Locate the line with "Target: green foliage" in the material. Copy that line and each one after it, through the last, exactly and with nothing else.
(Stored data begins)
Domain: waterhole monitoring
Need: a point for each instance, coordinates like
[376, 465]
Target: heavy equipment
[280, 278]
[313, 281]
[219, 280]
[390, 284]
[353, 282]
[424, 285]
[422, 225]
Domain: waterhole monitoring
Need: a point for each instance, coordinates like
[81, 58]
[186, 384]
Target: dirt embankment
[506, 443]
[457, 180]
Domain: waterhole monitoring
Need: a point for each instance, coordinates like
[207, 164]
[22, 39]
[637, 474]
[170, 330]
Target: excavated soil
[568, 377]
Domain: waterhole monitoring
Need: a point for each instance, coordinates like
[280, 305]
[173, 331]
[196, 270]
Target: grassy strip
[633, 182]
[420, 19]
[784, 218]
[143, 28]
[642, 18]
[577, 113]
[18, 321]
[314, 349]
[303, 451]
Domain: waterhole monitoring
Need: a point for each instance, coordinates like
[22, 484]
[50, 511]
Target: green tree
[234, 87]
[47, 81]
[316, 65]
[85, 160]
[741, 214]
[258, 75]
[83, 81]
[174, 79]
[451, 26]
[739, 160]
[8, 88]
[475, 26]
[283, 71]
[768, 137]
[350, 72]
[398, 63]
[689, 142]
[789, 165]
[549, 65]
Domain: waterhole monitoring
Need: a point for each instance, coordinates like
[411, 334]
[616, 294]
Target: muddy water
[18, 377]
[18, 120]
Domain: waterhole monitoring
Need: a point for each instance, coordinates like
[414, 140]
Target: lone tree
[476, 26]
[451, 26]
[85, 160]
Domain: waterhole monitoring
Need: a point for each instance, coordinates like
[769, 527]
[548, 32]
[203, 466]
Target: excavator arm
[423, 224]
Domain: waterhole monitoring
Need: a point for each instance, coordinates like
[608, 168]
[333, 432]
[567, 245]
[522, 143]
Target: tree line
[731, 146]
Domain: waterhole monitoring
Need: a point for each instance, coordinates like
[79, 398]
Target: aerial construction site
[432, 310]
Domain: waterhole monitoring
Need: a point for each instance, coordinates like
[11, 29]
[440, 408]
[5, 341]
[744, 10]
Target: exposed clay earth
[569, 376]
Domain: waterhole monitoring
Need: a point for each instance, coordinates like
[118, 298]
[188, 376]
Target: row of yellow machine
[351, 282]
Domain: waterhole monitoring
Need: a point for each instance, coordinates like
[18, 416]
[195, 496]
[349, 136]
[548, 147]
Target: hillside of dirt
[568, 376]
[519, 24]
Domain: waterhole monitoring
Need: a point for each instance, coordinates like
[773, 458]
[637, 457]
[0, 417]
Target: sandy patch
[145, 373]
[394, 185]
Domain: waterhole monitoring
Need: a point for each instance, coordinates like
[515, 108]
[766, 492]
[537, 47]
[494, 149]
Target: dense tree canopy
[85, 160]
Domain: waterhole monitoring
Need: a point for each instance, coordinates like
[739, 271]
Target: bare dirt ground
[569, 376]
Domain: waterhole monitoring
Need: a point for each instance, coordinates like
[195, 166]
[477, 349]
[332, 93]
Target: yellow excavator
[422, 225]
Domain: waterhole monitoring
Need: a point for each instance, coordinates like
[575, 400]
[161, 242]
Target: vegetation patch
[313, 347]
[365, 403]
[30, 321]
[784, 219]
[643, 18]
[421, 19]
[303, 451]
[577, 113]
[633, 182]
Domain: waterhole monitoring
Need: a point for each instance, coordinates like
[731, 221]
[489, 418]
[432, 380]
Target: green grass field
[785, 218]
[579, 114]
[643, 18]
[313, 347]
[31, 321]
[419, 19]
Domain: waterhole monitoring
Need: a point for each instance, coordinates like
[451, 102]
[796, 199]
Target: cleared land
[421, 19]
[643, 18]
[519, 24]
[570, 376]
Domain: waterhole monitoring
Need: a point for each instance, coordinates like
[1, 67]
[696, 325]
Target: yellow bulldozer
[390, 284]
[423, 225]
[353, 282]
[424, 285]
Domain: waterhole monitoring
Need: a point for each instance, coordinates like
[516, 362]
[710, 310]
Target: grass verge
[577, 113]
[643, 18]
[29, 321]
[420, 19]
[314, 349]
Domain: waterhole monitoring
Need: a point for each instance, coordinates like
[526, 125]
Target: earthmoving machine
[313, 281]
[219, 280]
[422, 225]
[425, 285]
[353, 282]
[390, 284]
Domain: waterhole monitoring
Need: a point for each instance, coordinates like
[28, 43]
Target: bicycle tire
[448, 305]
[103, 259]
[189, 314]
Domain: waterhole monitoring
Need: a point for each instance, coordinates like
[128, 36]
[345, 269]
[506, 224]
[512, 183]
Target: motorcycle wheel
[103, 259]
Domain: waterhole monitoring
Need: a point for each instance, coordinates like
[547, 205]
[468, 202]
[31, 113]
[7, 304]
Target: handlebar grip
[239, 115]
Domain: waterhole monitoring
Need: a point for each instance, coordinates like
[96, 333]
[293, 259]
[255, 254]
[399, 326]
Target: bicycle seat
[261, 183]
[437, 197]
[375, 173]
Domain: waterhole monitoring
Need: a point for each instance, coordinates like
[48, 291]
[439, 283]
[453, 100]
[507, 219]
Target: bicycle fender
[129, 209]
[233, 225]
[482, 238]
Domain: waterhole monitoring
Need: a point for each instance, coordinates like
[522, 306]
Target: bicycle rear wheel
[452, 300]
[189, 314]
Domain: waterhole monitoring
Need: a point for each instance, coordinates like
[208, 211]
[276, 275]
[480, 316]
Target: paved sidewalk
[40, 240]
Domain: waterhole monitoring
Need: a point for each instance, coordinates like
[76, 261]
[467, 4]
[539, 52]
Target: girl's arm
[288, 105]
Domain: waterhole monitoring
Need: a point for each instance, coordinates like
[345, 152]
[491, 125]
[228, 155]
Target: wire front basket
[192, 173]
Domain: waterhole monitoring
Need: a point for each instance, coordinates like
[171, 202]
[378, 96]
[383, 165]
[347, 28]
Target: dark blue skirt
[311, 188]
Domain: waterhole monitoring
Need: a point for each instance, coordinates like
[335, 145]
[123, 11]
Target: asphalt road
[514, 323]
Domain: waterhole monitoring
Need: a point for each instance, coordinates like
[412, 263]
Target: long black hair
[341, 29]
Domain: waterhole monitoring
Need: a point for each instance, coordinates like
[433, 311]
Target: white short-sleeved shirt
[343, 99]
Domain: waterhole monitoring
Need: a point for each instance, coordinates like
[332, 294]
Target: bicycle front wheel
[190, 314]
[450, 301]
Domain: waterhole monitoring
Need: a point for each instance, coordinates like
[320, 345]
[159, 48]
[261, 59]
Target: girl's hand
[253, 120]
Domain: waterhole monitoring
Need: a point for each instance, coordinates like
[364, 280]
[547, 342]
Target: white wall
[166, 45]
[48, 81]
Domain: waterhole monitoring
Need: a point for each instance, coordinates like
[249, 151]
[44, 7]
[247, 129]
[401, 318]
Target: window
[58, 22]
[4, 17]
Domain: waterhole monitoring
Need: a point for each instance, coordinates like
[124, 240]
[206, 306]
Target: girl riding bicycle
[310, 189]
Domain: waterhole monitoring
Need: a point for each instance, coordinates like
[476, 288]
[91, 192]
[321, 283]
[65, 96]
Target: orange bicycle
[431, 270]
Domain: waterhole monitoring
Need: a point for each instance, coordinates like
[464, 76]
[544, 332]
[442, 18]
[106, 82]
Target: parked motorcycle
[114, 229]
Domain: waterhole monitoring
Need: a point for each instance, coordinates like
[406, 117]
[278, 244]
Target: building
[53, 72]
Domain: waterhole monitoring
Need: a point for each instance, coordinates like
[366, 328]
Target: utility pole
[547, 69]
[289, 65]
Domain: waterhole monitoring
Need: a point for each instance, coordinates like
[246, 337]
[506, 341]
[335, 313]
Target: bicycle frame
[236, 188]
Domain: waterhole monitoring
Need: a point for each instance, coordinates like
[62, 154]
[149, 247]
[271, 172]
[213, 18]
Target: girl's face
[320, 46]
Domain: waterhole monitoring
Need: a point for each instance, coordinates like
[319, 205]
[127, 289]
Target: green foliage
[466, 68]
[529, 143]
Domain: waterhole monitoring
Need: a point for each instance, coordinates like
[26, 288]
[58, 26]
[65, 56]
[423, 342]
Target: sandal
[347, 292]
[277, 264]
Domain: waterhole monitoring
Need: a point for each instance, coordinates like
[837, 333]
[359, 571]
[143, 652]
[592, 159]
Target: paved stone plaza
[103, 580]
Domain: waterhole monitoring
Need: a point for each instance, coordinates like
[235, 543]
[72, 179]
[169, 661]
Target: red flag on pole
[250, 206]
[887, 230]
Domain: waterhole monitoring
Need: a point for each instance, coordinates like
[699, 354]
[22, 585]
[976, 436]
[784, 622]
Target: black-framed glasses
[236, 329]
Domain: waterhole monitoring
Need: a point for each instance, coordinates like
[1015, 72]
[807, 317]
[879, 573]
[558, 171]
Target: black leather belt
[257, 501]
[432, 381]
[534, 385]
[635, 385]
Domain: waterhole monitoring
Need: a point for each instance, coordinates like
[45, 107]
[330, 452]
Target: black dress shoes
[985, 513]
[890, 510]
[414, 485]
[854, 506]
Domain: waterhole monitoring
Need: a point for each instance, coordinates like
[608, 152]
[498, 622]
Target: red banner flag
(Stored data ends)
- Answer to the problem:
Target: green foliage
[466, 68]
[529, 143]
Domain: waterhole monitoring
Need: a point for each instance, coordinates like
[26, 288]
[58, 26]
[65, 56]
[423, 342]
Target: sandal
[347, 292]
[277, 264]
Domain: waterhole monitoring
Need: a point for each instance, coordinates like
[837, 333]
[359, 571]
[143, 652]
[592, 159]
Target: paved stone plaza
[103, 580]
Domain: waterhole monitoring
Need: a point for each instance, coordinates like
[235, 543]
[72, 179]
[169, 661]
Target: red flag on pole
[250, 206]
[887, 230]
Domain: waterhole monitoring
Need: a point for each instance, coordinates like
[699, 354]
[22, 585]
[976, 436]
[784, 622]
Target: black-framed glasses
[236, 329]
Domain: waterhole monitoring
Need: a point for each instance, coordinates like
[1015, 72]
[807, 317]
[879, 573]
[558, 171]
Target: black leather belt
[257, 501]
[432, 381]
[534, 385]
[635, 385]
Domain: waterhole monitoring
Need: a point for each instance, coordinates like
[45, 107]
[330, 452]
Target: black dress shoes
[985, 513]
[890, 510]
[414, 485]
[854, 506]
Domain: waterhole monitoring
Need: a point for each instance, coordinates like
[608, 152]
[498, 622]
Target: red banner flag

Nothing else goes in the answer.